## Reading text
++++++++++
###
Subsection 5.5.1 The Method of Partial Fractions

The method of partial fractions is used to integrate rational functions. It involves reversing the process of finding a common denominator.

####
Example 5.5.1.

Evaluate

\begin{equation*}
\int \frac{5x}{x^2-x-2} \, dx\text{.}
\end{equation*}

Solution.
If we factor the denominator, we can see how \(R\) might be the sum of two fractions of the form \(\frac{A}{x-2} + \frac{B}{x+1}\text{,}\) so we suppose that

\begin{equation*}
\frac{5x}{(x-2)(x+1)} = \frac{A}{x-2} + \frac{B}{x+1}
\end{equation*}

and look for the constants \(A\) and \(B\text{.}\)
++++++++++
## Short task 1
In the partial fractions text, the method involves reversing what process?
## Short task 2
Please list each distinct fraction written in the partial fractions text.
++++++++++
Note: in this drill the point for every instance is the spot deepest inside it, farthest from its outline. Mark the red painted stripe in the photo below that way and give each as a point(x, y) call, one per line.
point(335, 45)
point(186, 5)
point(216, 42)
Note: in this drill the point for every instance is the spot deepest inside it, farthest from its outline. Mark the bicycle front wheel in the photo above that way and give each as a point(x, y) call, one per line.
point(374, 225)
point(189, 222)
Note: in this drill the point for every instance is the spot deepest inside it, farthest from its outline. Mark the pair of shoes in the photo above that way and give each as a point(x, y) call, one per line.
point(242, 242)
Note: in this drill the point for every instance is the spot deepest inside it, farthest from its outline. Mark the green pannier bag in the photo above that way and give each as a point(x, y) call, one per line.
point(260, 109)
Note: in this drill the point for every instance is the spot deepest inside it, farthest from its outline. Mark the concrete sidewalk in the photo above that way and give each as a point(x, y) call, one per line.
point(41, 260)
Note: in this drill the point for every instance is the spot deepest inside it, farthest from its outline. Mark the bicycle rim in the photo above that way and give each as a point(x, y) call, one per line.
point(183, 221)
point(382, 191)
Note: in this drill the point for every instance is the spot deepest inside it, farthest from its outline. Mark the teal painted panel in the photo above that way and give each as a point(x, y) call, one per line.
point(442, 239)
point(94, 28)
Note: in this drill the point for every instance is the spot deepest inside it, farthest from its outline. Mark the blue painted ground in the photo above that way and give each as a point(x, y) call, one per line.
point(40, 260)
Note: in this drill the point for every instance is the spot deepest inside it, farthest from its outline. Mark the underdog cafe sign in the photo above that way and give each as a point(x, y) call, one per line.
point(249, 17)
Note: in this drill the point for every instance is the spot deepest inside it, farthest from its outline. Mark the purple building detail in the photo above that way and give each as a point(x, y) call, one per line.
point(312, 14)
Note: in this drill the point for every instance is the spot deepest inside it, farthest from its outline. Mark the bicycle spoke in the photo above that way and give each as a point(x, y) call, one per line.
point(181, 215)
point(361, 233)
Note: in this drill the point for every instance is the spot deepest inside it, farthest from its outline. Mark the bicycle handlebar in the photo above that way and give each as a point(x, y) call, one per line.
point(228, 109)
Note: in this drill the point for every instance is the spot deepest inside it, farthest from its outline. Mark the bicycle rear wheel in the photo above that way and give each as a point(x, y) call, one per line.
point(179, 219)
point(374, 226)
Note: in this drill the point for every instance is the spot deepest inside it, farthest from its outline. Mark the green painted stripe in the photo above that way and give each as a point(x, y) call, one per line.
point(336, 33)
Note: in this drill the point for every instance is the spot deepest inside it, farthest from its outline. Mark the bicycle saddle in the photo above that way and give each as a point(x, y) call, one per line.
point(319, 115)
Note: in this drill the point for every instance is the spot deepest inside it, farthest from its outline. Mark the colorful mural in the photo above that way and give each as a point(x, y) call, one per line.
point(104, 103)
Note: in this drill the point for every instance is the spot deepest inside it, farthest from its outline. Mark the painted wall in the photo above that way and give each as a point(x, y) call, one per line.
++++++++++
## Final answer 1
Finding a common denominator.

## Final answer 2
5x/(x^2 − x − 2)
A/(x − 2)
B/(x + 1)
5x/((x − 2)(x + 1))